→ **Passage**:
_ _ _ _ _
Class overview
- Name: Lion-class battleship
- Operators: Royal Navy
- Preceded by: King George V class
- Succeeded by: HMS Vanguard
- Planned: 6
- Completed: 0
- Cancelled: 6

General characteristics (1938 design)
- Type: Fast battleship
- Displacement: 40,550 long tons (41,200 t) (standard); 46,400 long tons (47,100 t) (deep load);
- Length: 780 ft (237.7 m) (waterline); 785 ft (239.3 m) (o/a);
- Beam: 105 ft (32 m)
- Draught: 33 ft 6 in (10.2 m) (deep load)
- Installed power: 8 × Admiralty 3-drum boilers; 130,000 shp (97,000 kW);
- Propulsion: 4 shafts; 4 × steam turbine sets
- Speed: 30 knots (56 km/h; 35 mph)
- Range: 14,000 nmi (26,000 km; 16,000 mi) at 10 knots (19 km/h; 12 mph)
- Complement: 1,680
- Armament: 3 × triple 16 in (406 mm) guns; 8 × twin 5.25 in (133 mm) DP guns; 6 × octuple 2-pdr (40 mm) AA guns;
- Armour: Belt: 6–14.7 in (152–373 mm); Deck: 2.5–6 in (64–152 mm); Barbettes: 12–15 in (305–381 mm); Gun turrets: 7–15 in (178–381 mm); Conning tower: 3–4.5 in (76–114 mm); Bulkheads: 4–12 in (102–305 mm);

General characteristics (1942 design)
- Displacement: 42,550 long tons (43,230 t) (standard); 48,890 long tons (49,670 t) (deep load);
- Length: 780 ft (237.7 m) (waterline); 793 ft (241.7 m) (o/a);
- Beam: 108 ft (32.9 m)
- Draught: 34 ft 3 in (10.4 m) (deep load)
- Installed power: 130,000 shp (97,000 kW); 8 × Admiralty 3-drum boilers;
- Propulsion: 4 shafts; 4 × steam turbine sets
- Speed: 28.25 knots (52.32 km/h; 32.51 mph)
- Range: 16,500 nmi (30,600 km; 19,000 mi) at 10 knots (19 km/h; 12 mph)
_ _ _ _ _
→ **Activities**:
1. Reproduce the part of the Lion-class battleship overview starting at "- Range: 14,000" and ending at "km/h; 32.51 mph)".
2. List every part of the ship for which the 1938 design of the Lion-class battleship gives an armour thickness.
3. Answer these questions from the Lion-class battleship overview.
(a) How many ships of the class were planned?
(b) What speed does the 1942 design give, in knots?
(c) What complement does the 1938 design list?

(Collected data)
_ _ _ _ _
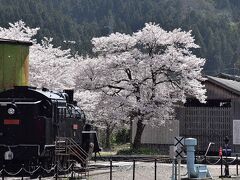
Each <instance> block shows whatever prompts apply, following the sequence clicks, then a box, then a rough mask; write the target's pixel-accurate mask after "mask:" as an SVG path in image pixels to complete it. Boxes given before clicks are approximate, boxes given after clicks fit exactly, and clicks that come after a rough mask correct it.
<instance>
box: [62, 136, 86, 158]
mask: <svg viewBox="0 0 240 180" xmlns="http://www.w3.org/2000/svg"><path fill="white" fill-rule="evenodd" d="M67 139H68V140H69V141H70V142H71V143H72V144H73V145H75V146H77V147H78V149H79V150H80V151H81V153H83V154H84V155H85V156H86V157H87V156H88V154H87V153H86V151H85V150H84V149H83V148H82V147H81V146H79V145H78V144H77V143H76V142H75V141H74V140H73V139H72V138H67Z"/></svg>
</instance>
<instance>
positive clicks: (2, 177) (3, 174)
mask: <svg viewBox="0 0 240 180" xmlns="http://www.w3.org/2000/svg"><path fill="white" fill-rule="evenodd" d="M4 170H5V165H3V168H2V180H4Z"/></svg>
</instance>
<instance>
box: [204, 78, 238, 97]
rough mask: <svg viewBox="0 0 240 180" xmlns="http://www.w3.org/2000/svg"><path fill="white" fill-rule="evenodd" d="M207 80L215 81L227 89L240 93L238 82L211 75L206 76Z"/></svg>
mask: <svg viewBox="0 0 240 180" xmlns="http://www.w3.org/2000/svg"><path fill="white" fill-rule="evenodd" d="M207 79H208V81H210V82H212V83H215V84H217V85H219V86H221V87H223V88H225V89H227V90H229V91H232V92H234V93H236V94H238V95H240V82H238V81H234V80H230V79H223V78H218V77H213V76H207Z"/></svg>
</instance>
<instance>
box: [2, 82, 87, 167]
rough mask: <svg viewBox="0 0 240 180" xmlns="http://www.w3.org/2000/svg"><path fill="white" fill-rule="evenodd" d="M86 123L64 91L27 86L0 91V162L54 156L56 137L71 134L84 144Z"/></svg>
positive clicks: (74, 140) (49, 156)
mask: <svg viewBox="0 0 240 180" xmlns="http://www.w3.org/2000/svg"><path fill="white" fill-rule="evenodd" d="M84 124H85V116H84V113H83V111H82V110H81V109H80V108H79V107H77V106H75V105H74V104H70V103H69V102H68V100H67V98H66V95H64V93H60V92H53V91H49V90H47V89H37V88H33V87H27V86H21V87H15V88H14V89H10V90H7V91H4V92H1V93H0V162H1V163H0V164H4V163H6V161H9V160H12V159H13V161H14V163H17V162H20V163H29V162H37V161H39V160H41V159H44V158H45V159H47V158H54V157H53V156H54V154H55V149H54V148H55V143H56V138H57V137H59V136H60V137H68V138H72V139H74V141H75V142H77V143H78V144H79V145H81V144H82V134H81V132H82V130H83V127H84ZM6 152H8V153H7V154H10V155H11V156H10V155H9V156H7V155H6V156H5V154H6ZM9 152H10V153H9ZM50 156H51V157H50ZM8 157H11V158H8Z"/></svg>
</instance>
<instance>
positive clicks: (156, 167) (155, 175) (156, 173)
mask: <svg viewBox="0 0 240 180" xmlns="http://www.w3.org/2000/svg"><path fill="white" fill-rule="evenodd" d="M154 170H155V171H154V172H155V176H154V177H155V180H157V159H155V161H154Z"/></svg>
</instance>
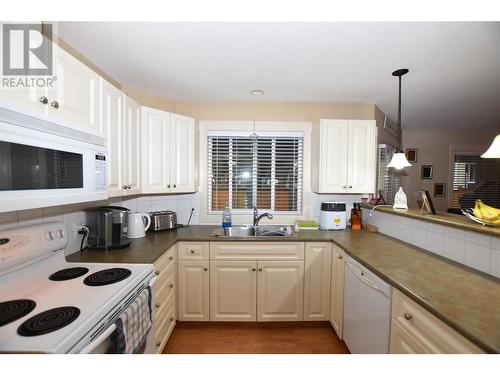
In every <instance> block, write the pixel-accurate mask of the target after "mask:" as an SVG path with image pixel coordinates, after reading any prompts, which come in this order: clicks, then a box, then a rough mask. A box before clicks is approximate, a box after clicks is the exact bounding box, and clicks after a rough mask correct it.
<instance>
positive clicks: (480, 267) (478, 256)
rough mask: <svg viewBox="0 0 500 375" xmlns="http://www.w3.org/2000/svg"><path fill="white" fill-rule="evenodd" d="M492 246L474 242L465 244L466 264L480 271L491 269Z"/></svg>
mask: <svg viewBox="0 0 500 375" xmlns="http://www.w3.org/2000/svg"><path fill="white" fill-rule="evenodd" d="M490 251H491V250H490V248H489V247H486V246H481V245H477V244H474V243H468V242H467V243H466V244H465V264H466V265H468V266H469V267H472V268H475V269H477V270H479V271H483V272H489V271H490Z"/></svg>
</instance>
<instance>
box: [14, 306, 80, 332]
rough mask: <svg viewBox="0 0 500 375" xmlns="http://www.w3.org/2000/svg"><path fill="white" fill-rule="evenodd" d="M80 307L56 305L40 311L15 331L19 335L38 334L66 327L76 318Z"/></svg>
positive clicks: (25, 321)
mask: <svg viewBox="0 0 500 375" xmlns="http://www.w3.org/2000/svg"><path fill="white" fill-rule="evenodd" d="M79 315H80V309H79V308H78V307H74V306H63V307H56V308H55V309H50V310H47V311H42V312H41V313H38V314H36V315H34V316H32V317H31V318H29V319H28V320H26V321H25V322H24V323H23V324H21V326H19V328H18V329H17V333H18V334H20V335H21V336H39V335H45V334H47V333H50V332H53V331H56V330H58V329H60V328H63V327H66V326H67V325H68V324H70V323H72V322H73V321H75V320H76V318H78V316H79Z"/></svg>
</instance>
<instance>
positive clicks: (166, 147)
mask: <svg viewBox="0 0 500 375" xmlns="http://www.w3.org/2000/svg"><path fill="white" fill-rule="evenodd" d="M194 133H195V122H194V119H192V118H189V117H186V116H181V115H176V114H172V113H169V112H164V111H160V110H157V109H154V108H148V107H142V155H143V160H142V191H143V192H144V193H188V192H194V191H195V190H196V187H195V170H196V169H195V160H194V155H195V134H194Z"/></svg>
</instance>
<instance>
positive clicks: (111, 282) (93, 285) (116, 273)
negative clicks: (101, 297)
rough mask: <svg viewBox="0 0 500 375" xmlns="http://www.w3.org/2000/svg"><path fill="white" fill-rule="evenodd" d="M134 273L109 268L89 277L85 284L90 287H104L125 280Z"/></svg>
mask: <svg viewBox="0 0 500 375" xmlns="http://www.w3.org/2000/svg"><path fill="white" fill-rule="evenodd" d="M131 273H132V272H130V270H128V269H126V268H119V267H117V268H108V269H105V270H102V271H99V272H94V273H93V274H92V275H89V276H87V277H86V278H85V279H84V280H83V283H84V284H85V285H88V286H103V285H109V284H114V283H117V282H119V281H122V280H125V279H126V278H127V277H129V276H130V274H131Z"/></svg>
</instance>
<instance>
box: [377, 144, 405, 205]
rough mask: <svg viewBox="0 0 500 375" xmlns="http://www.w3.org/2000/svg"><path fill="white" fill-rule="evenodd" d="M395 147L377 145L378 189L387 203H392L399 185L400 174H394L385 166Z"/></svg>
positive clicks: (384, 145) (400, 179) (390, 169)
mask: <svg viewBox="0 0 500 375" xmlns="http://www.w3.org/2000/svg"><path fill="white" fill-rule="evenodd" d="M395 152H396V148H395V147H394V146H391V145H388V144H387V145H385V144H382V145H378V190H379V191H380V192H381V193H382V195H383V197H384V199H385V201H386V203H387V204H394V197H395V195H396V192H397V191H398V189H399V187H400V186H401V176H397V175H394V173H393V172H394V171H393V170H391V169H392V168H387V165H388V164H389V163H390V161H391V159H392V156H393V155H394V153H395Z"/></svg>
_ _ _ _ _
→ **Results for each task**:
1.
- Range: 14,000 nmi (26,000 km; 16,000 mi) at 10 knots (19 km/h; 12 mph)
- Complement: 1,680
- Armament: 3 × triple 16 in (406 mm) guns; 8 × twin 5.25 in (133 mm) DP guns; 6 × octuple 2-pdr (40 mm) AA guns;
- Armour: Belt: 6–14.7 in (152–373 mm); Deck: 2.5–6 in (64–152 mm); Barbettes: 12–15 in (305–381 mm); Gun turrets: 7–15 in (178–381 mm); Conning tower: 3–4.5 in (76–114 mm); Bulkheads: 4–12 in (102–305 mm);

General characteristics (1942 design)
- Displacement: 42,550 long tons (43,230 t) (standard); 48,890 long tons (49,670 t) (deep load);
- Length: 780 ft (237.7 m) (waterline); 793 ft (241.7 m) (o/a);
- Beam: 108 ft (32.9 m)
- Draught: 34 ft 3 in (10.4 m) (deep load)
- Installed power: 130,000 shp (97,000 kW); 8 × Admiralty 3-drum boilers;
- Propulsion: 4 shafts; 4 × steam turbine sets
- Speed: 28.25 knots (52.32 km/h; 32.51 mph)

2. Belt, deck, barbettes, gun turrets, conning tower, bulkheads

3.
(a) 6
(b) 28.25 knots
(c) 1,680